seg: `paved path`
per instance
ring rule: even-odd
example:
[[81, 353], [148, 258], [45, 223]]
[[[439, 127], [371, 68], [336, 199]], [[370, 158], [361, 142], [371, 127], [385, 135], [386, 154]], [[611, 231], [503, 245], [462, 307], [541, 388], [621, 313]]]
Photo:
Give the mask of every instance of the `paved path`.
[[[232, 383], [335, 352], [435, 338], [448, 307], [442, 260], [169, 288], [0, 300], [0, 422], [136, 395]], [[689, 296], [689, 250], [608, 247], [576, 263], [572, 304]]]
□ □ □ □ □
TASK BRIEF: Recast every row above as a numbered list, omitting any blank lines.

TASK SOLUTION:
1. seg: `paved path`
2. per instance
3. ring rule: even-odd
4. example:
5. [[81, 353], [148, 258], [45, 223]]
6. [[[439, 127], [371, 68], [336, 199]], [[370, 158], [361, 142], [371, 127], [385, 135], [386, 154]], [[611, 231], [503, 245], [462, 307], [541, 388], [621, 313]]]
7. Photo:
8. Give the mask of every instance of the `paved path`.
9. [[[232, 383], [335, 352], [435, 338], [448, 307], [442, 260], [169, 288], [0, 300], [0, 422], [136, 395]], [[689, 296], [689, 250], [608, 247], [576, 263], [572, 304]]]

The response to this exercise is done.